* WHAT YOU ARE ASKED TO DO
Starting at the line that contains "Coaching analytics dashboard: we need every red truck" and ending after the line that contains "[395,245,415,258]", write out those items again, switching "side mirror" to "wing mirror" and leaving everything else as it is.

* PROVIDED DATA
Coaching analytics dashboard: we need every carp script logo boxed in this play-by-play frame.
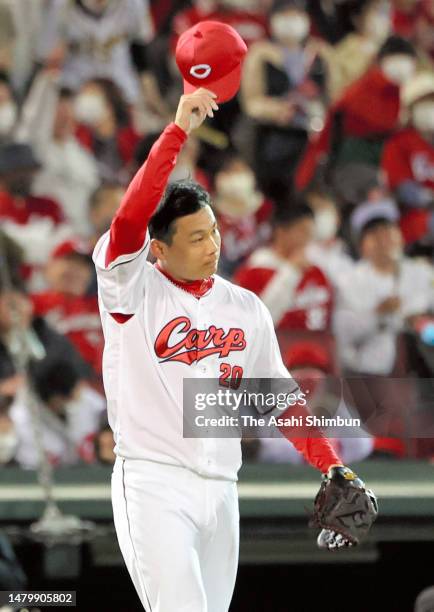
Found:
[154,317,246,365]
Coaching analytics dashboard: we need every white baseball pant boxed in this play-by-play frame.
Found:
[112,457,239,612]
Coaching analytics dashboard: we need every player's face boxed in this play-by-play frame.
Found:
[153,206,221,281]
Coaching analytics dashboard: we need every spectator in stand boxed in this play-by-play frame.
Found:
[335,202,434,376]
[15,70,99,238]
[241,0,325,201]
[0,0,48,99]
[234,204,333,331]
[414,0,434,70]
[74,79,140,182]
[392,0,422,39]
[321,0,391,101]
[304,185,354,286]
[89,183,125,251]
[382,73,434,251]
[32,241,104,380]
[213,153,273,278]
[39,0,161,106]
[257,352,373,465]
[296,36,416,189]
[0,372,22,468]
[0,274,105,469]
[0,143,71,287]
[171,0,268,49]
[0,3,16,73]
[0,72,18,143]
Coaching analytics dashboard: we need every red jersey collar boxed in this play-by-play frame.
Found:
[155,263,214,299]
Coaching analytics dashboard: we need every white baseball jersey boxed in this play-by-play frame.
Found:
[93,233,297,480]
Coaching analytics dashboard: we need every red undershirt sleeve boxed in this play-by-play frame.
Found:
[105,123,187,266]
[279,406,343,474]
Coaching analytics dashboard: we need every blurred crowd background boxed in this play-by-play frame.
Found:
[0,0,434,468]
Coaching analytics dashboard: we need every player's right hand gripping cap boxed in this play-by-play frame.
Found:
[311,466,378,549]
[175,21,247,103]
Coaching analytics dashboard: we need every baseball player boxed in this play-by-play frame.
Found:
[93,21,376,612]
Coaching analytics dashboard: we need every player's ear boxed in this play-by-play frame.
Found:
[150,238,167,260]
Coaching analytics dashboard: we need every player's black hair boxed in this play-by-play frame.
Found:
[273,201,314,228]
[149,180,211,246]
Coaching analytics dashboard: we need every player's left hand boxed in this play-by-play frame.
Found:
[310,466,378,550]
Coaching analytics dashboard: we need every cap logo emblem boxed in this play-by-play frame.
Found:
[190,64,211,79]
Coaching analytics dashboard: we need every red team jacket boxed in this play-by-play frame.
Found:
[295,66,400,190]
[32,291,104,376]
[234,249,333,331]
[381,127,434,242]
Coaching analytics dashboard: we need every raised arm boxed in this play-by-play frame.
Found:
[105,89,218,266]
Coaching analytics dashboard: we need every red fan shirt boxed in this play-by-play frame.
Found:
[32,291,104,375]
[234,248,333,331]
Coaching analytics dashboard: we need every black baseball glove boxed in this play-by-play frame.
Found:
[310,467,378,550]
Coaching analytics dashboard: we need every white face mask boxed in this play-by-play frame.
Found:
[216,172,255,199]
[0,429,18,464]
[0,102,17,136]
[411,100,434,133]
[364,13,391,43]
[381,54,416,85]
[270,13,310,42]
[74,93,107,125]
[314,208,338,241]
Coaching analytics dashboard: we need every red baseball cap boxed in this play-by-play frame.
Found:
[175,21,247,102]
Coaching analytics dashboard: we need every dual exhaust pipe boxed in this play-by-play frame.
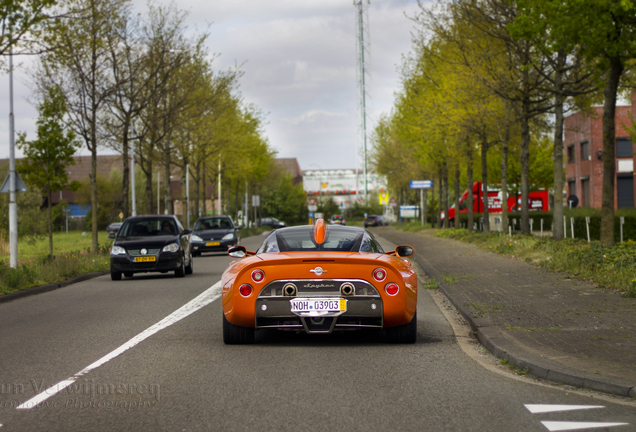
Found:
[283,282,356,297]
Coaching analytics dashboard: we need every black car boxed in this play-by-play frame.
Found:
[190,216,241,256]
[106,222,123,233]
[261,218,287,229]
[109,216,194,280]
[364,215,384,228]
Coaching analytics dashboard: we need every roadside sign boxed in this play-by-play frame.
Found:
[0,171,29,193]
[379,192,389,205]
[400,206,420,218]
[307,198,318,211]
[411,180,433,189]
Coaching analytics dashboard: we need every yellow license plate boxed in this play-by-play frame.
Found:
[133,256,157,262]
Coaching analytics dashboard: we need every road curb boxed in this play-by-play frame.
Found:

---

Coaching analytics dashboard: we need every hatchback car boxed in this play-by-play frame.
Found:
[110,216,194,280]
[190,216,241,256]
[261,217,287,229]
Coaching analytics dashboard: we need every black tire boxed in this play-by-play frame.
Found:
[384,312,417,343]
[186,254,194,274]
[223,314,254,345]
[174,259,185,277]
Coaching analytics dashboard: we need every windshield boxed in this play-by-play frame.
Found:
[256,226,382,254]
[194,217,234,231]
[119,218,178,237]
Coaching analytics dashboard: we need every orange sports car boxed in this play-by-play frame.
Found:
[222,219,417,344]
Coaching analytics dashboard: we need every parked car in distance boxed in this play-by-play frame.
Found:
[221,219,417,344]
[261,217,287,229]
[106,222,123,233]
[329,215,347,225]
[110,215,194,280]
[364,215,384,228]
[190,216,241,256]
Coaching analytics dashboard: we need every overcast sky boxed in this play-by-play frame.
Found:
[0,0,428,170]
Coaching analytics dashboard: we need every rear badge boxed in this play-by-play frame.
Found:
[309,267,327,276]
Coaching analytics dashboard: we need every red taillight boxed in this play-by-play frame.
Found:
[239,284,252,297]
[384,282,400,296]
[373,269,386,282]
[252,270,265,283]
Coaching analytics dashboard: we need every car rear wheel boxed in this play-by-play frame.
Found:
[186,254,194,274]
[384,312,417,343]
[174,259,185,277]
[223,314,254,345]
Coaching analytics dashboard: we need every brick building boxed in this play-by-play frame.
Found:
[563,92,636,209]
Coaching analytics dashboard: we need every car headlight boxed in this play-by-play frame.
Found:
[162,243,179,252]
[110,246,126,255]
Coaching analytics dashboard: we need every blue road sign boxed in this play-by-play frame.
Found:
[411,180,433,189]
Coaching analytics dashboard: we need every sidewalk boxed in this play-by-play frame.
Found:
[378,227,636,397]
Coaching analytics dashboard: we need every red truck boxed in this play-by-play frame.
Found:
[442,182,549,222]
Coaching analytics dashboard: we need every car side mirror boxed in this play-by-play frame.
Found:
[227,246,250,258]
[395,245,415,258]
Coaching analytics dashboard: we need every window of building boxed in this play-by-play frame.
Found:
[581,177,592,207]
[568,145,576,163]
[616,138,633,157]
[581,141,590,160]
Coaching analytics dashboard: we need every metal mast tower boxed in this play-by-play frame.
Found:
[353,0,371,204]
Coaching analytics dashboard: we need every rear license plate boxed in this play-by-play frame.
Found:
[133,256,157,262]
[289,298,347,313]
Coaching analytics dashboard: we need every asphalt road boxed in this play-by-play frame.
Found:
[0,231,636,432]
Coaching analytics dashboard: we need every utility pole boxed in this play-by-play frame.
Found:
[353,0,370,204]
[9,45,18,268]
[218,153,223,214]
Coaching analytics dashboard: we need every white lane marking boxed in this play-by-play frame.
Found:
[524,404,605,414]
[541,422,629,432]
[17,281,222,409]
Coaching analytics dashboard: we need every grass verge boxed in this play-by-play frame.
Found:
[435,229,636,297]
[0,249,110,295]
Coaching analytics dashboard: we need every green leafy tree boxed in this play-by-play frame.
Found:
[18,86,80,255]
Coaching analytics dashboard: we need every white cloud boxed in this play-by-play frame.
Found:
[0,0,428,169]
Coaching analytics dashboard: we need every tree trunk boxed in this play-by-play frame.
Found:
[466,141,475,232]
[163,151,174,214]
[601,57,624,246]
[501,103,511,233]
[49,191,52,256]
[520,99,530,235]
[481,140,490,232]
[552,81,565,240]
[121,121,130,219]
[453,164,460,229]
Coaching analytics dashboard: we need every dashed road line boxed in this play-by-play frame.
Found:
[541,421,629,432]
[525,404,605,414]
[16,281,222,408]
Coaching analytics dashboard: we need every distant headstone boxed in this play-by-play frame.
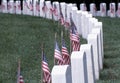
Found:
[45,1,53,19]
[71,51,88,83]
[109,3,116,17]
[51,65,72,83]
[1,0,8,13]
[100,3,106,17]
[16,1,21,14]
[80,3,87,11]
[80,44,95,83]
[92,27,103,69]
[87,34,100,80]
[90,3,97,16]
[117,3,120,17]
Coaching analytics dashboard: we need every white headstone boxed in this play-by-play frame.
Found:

* TASK RESPONSE
Coaching analytics dashboard: we need every red truck boxed in this play-by-play frame.
Found:
[442,182,549,222]
Coaching analytics dashboard: we need every car wing mirror boxed in this play-by-play frame.
Found:
[227,246,250,258]
[395,245,415,258]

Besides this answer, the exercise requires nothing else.